[Outline labeling data]
+---+
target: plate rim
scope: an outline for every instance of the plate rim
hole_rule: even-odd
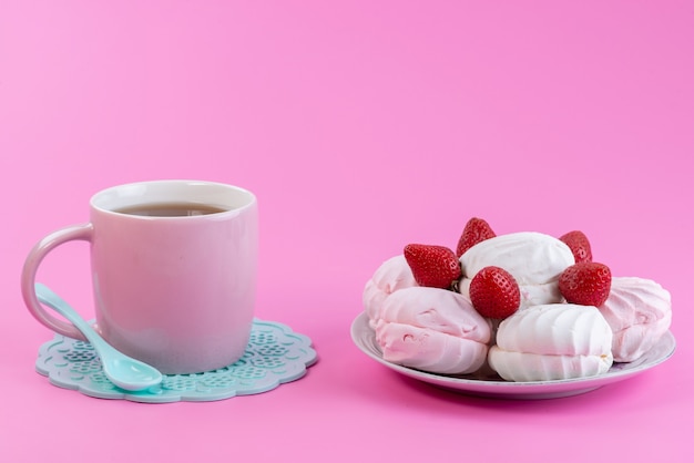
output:
[[[392,363],[370,351],[363,342],[363,333],[368,332],[375,336],[374,329],[368,323],[368,315],[363,311],[353,321],[350,335],[353,342],[371,359],[388,367],[389,369],[414,378],[419,381],[428,382],[433,385],[459,392],[467,392],[476,395],[489,395],[516,399],[533,399],[533,398],[558,398],[565,395],[575,395],[589,392],[594,389],[608,385],[618,381],[622,381],[634,377],[639,373],[647,371],[670,359],[676,350],[676,340],[672,331],[667,330],[659,343],[666,343],[666,351],[661,357],[645,362],[632,369],[612,370],[612,368],[603,374],[590,378],[573,378],[552,381],[503,381],[503,380],[483,380],[470,378],[457,378],[445,374],[431,373],[422,370],[412,369],[401,364]],[[629,362],[631,363],[631,362]]]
+---+
- _REQUEST_
Update the data above so that each "plate rim" reads "bowl edge", changing nothing else. Leave the pictures out of your answer.

- _WRITTEN SOLUTION_
target: bowl edge
scope: an outline for every instance of the bowl edge
hole_rule: even-odd
output:
[[[392,363],[370,351],[363,342],[363,333],[368,332],[375,336],[374,329],[368,323],[368,315],[363,311],[353,321],[350,335],[353,342],[371,359],[388,367],[389,369],[414,378],[419,381],[428,382],[433,385],[459,392],[467,392],[476,395],[489,395],[516,399],[533,399],[533,398],[558,398],[565,395],[575,395],[589,392],[594,389],[608,385],[618,381],[622,381],[634,377],[639,373],[647,371],[670,359],[676,350],[676,340],[672,331],[667,330],[659,343],[666,343],[666,351],[661,357],[645,362],[632,369],[612,370],[612,368],[603,374],[590,378],[573,378],[552,381],[503,381],[503,380],[483,380],[470,378],[457,378],[445,374],[431,373],[422,370],[412,369],[401,364]],[[629,362],[631,363],[631,362]]]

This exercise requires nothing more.